Things to do
A: Rewrite the flip-flop guide from "(Photo: Cushe)" up to and including "Flip PFG ($35)", swapping "footbed" for "insole".
B: Pick up the flip-flop guide where it stops and write what comes next.

-- Start of Source document --

It’s summer’s most casual shoe, but that doesn’t mean you should settle for the drug-store variety. These flip-flops range from the $24 sunbathers’ special to the $110 Birkenstock for hiking up a volcano, then heading to the bar afterward. Keep your feet happy with our 11 favorites for whatever adventure you decide to go on.

Cushe Manuka Wrap ($70)

(Photo: Cushe)

Best for: Minimalists
This soft, full-grain leather flip-flop comes with a cupped suede footbed that breaks in well with wear to conform to your foot. The molded-rubber sole has a Manuka honeycomb design with canvas pressed into it for added durability and support. The sectioned sole isn’t restrictive, and makes walking in these as close to barefoot as you can get with shoes on.

Columbia Women’s Suntech Vent Flip PFG ($35)

(Photo: Columbia)

-- End of Source document --
-- Start of Records provided --

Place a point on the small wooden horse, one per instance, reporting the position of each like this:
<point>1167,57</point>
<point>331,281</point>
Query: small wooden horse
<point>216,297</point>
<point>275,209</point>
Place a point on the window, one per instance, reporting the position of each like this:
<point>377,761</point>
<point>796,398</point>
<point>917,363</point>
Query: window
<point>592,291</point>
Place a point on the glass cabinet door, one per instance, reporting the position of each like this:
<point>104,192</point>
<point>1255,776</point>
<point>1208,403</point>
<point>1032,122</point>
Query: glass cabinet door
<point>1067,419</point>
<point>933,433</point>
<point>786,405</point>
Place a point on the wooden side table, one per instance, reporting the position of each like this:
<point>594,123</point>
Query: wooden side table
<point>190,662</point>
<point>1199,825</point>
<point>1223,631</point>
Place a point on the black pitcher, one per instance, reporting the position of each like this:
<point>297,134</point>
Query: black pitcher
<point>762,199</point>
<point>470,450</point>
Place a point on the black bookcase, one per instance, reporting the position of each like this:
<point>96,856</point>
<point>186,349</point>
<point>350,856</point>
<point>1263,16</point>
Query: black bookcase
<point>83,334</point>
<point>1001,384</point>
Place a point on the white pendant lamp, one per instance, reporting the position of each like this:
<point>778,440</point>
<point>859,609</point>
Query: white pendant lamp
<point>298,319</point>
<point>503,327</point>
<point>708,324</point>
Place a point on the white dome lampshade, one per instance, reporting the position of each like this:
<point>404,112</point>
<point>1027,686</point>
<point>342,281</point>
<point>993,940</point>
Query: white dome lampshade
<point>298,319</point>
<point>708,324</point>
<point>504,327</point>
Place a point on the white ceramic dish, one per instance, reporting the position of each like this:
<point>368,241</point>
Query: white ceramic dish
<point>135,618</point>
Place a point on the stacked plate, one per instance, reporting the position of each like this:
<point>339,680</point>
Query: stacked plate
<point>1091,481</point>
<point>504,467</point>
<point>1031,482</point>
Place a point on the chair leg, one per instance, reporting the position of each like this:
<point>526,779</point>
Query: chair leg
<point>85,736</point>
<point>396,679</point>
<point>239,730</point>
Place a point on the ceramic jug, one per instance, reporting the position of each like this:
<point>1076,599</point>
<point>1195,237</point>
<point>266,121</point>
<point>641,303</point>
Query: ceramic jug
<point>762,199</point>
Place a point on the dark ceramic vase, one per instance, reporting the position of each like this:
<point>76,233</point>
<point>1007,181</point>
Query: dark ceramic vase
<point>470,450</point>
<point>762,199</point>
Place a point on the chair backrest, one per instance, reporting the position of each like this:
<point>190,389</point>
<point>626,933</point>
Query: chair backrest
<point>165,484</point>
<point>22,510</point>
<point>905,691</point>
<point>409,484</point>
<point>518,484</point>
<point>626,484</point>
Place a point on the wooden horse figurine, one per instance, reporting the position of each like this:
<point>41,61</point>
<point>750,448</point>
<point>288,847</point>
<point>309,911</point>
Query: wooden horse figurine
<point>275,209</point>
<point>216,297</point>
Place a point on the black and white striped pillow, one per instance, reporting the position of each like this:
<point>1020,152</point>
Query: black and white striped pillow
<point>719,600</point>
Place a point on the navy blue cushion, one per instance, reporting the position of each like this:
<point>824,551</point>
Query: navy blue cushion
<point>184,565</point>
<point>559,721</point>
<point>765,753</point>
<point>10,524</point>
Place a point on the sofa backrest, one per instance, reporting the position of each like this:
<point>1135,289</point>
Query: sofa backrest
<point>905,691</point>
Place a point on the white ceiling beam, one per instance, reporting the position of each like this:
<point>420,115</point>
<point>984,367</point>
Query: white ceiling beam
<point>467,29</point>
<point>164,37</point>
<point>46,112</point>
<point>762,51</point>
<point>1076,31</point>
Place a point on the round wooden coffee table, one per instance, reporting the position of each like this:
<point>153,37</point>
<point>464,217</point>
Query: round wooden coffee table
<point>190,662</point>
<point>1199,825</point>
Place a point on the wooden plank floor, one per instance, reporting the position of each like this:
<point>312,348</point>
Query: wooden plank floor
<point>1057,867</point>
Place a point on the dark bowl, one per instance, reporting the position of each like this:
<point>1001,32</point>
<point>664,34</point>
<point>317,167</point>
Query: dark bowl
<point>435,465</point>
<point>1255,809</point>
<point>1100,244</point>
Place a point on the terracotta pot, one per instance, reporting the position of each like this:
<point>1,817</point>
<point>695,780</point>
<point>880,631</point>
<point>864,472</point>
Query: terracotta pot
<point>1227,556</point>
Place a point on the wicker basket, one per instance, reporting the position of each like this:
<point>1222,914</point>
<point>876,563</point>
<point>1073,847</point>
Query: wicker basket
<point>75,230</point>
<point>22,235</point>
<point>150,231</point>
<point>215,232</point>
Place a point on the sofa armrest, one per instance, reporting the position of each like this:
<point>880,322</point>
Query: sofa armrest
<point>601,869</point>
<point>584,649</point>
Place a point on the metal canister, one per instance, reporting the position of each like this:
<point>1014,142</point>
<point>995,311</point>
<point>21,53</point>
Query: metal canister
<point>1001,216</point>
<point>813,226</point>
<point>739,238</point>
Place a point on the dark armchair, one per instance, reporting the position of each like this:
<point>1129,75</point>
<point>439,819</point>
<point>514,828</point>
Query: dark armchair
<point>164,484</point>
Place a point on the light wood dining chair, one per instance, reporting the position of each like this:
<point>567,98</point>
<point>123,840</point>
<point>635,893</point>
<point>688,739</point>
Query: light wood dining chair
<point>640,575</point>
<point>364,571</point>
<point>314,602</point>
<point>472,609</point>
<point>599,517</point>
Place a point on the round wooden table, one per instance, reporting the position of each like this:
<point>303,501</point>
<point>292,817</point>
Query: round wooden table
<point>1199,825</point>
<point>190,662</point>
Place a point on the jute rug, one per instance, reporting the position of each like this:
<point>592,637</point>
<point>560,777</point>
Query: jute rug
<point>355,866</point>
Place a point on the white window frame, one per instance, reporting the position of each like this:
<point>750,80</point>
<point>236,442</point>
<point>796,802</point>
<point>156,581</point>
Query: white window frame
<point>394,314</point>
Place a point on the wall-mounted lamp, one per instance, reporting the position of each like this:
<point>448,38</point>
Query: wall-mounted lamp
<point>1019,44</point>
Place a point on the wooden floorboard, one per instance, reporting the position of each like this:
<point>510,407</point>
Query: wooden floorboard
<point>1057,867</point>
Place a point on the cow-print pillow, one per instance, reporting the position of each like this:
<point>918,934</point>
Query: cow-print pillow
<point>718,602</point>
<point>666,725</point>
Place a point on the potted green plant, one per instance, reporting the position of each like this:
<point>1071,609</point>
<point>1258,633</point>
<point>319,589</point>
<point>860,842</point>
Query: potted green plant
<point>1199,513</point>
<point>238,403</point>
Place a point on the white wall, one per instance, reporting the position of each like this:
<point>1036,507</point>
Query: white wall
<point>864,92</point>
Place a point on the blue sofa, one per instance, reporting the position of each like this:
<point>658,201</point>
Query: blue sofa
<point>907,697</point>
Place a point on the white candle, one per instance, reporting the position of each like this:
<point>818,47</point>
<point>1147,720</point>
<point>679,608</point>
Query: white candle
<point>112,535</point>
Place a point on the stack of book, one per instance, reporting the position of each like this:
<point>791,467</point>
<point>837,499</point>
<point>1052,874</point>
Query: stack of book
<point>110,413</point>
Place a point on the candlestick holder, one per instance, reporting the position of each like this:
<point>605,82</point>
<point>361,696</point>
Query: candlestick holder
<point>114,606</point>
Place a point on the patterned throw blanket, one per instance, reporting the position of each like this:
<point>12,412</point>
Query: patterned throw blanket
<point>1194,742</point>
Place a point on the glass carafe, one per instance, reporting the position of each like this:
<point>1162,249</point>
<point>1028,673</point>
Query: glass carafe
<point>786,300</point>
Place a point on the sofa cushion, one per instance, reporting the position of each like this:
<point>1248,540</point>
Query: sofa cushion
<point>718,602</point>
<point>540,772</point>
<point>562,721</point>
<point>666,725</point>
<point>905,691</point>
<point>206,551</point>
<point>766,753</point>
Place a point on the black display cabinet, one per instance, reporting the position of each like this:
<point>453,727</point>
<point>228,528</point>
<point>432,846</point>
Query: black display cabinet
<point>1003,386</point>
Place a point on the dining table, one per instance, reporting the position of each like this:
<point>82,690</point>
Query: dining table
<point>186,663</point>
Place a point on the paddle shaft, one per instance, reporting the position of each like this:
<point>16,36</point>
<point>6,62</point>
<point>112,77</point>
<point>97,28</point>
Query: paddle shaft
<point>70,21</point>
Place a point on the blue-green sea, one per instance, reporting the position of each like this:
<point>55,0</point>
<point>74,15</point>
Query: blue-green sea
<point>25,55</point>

-- End of Records provided --

The answers
A:
(Photo: Cushe)

Best for: Minimalists
This soft, full-grain leather flip-flop comes with a cupped suede insole that breaks in well with wear to conform to your foot. The molded-rubber sole has a Manuka honeycomb design with canvas pressed into it for added durability and support. The sectioned sole isn’t restrictive, and makes walking in these as close to barefoot as you can get with shoes on.

Columbia Women’s Suntech Vent Flip PFG ($35)

B:
Best for: River Rats
These flip-flops are made for river trips, with drainage ports that effectively shed water and also help cool your feet. The cushioned sole was supportive, but not overbuilt, and the colorful straps added a fun pop to most outfits. Bonus: even after being submersed in water, they didn’t get soggy, and they had surprisingly good traction on wet rocks.

OluKai Holomua ($90)

(Photo: Olukai)

Best for: Hikers
Developed in partnership with the Hawaiian Lifeguard Association, the adjustable-strap Holomua is technical footwear made for working professionals. Made for hiking through sharp volcanic rocks, its patent-pending, injected-plastic midsole plate is lightweight but protective. Micro hook-and-loop closure and an aluminum buckle let you dial in fit so you don’t lose them in a swell.

Sanuk Tiki Block ($24)

(Photo: Sanuk)

Best for: Loungers
Sanuks’s Tiki Block is light on technical features, but heavy on comfort and smiley faces (hundreds of which are embossed into the EVA sole). The rubber strap is comfortable, and the sole will last longer than the drug-store version of a simlar shoe.

Ecco Colin Thong ($90)

(Photo: Ecco)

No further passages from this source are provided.